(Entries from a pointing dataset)
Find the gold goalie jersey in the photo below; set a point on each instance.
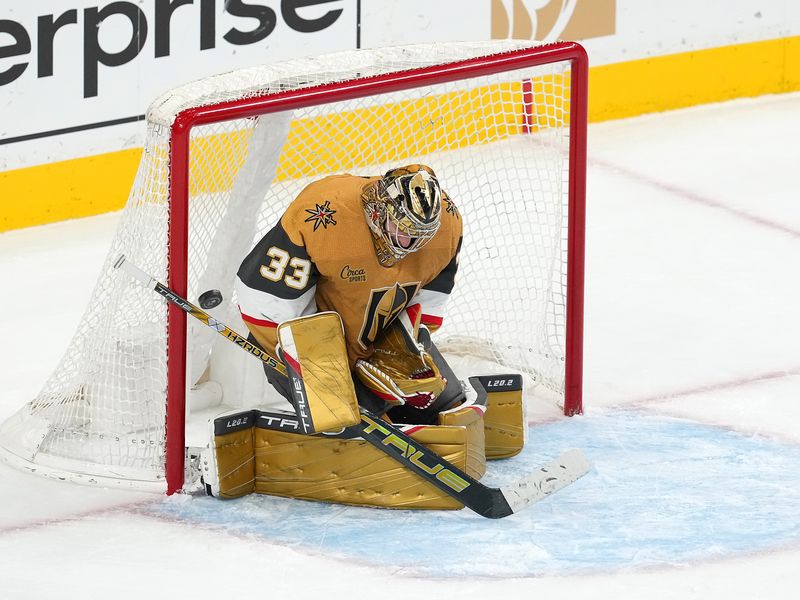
(321, 256)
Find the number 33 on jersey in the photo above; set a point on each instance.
(320, 256)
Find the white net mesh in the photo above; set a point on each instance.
(499, 144)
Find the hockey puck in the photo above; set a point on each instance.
(210, 299)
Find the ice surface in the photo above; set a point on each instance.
(692, 380)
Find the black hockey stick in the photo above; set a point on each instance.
(489, 502)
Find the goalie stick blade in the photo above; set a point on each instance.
(557, 474)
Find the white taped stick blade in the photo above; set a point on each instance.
(555, 475)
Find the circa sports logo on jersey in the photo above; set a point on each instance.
(353, 274)
(321, 215)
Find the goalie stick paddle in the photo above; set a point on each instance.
(493, 503)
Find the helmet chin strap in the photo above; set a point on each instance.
(394, 233)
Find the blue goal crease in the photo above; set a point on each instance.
(660, 492)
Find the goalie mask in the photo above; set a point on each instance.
(403, 211)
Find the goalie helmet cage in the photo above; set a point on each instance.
(502, 123)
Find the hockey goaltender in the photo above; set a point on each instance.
(340, 297)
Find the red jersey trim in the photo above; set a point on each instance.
(259, 322)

▶ **WORK TO COMPLETE**
Please rewrite every entry above with the phrase "set a point on each instance" switched to "mark every occurrence", keeping everything else the same and omitting the pictures.

▶ **COMPLETE RESPONSE**
Find the gold goalie jersey in the photo below; mark every occurrence.
(321, 256)
Find the number 33 on jersey in the photo above; mark every occurrence.
(320, 256)
Find the white net mesh in the photo above; mark every occurrence.
(499, 144)
Find the hockey puck in the photo above; mark every occurrence.
(210, 299)
Find the ice surface in the photo above; mark every occurrence.
(692, 380)
Find the black hockey stick in the photo above; mark every occurrence.
(489, 502)
Find the goalie stick blade in the photo above; mark every occurrence.
(557, 474)
Find the white taped stick blade in the photo above; mark every occurrence.
(555, 475)
Find the circa sports logo on jersey in the photo above; mark every occurrence.
(353, 274)
(321, 215)
Find the goalie stick paddle in the photo above; mark every occurrence.
(493, 503)
Find the helmet chin strap in the photo above; mark every occurrence.
(394, 233)
Find the blue goal crease in the photo above; mark every occurrence.
(660, 492)
Find the goalie mask in the photo above; mark every occurrence.
(403, 211)
Find the goalie helmet cage in the photo above; mark every occurrence.
(502, 123)
Find the hockey goaltender in the photo above; mark every occurrence.
(340, 297)
Find the red jersey trim in the photo above; mark every occurrence.
(259, 322)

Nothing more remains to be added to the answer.